# Work instructions:
Reproduce the rows from the line containing "of the white" through the line containing "[1001,268,1270,327]", substituting "inspector" for "reviewer" and leaving everything else unchanged.

# Input records:
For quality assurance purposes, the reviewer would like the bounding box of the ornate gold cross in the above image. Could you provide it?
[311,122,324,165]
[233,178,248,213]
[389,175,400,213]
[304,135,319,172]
...
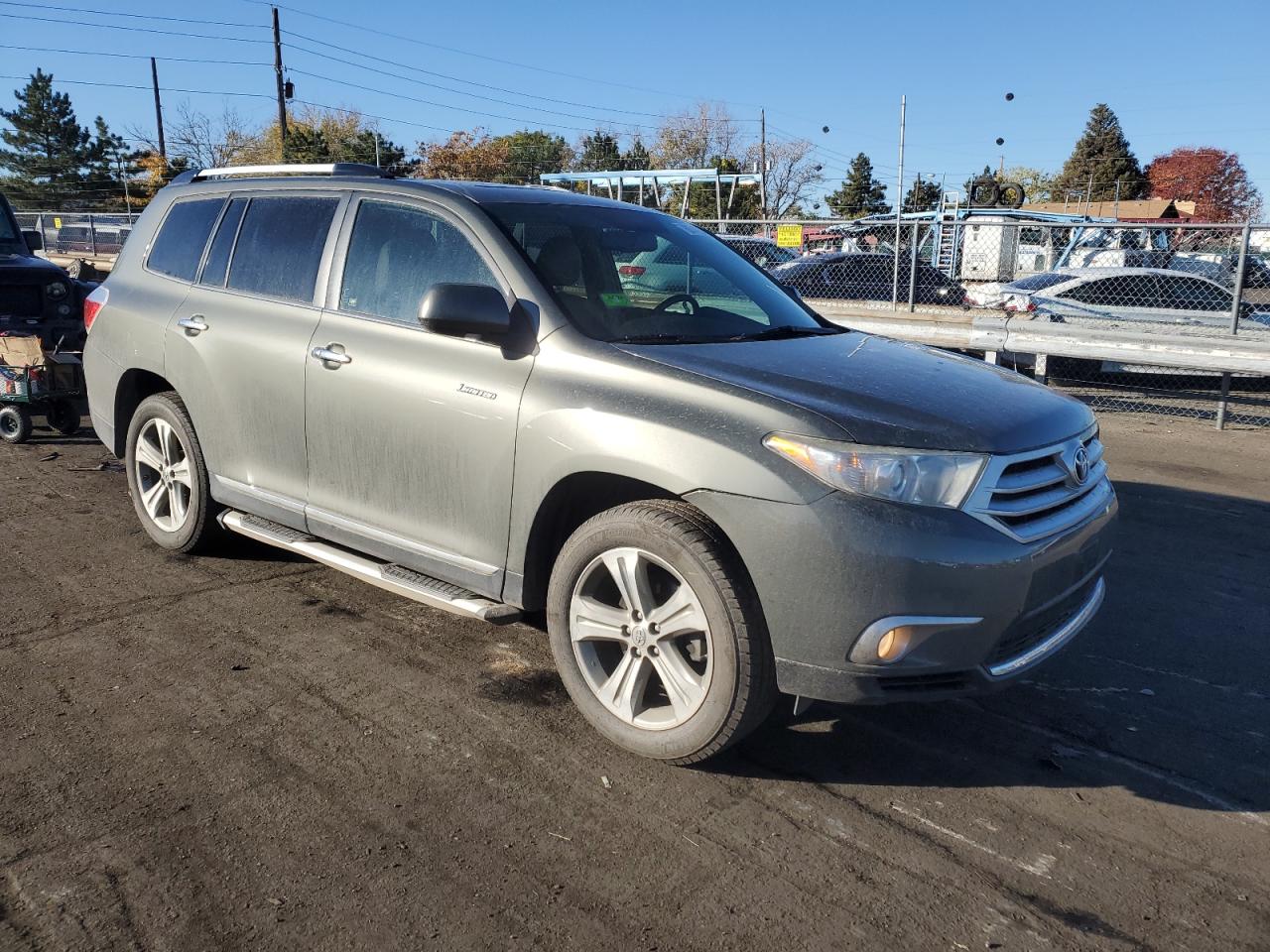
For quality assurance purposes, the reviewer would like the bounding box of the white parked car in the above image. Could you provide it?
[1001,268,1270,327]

# Written answer:
For quality assurance purposes, the inspector would like the bounding box of the white parked car in the above image. Could you provide it?
[1001,268,1270,327]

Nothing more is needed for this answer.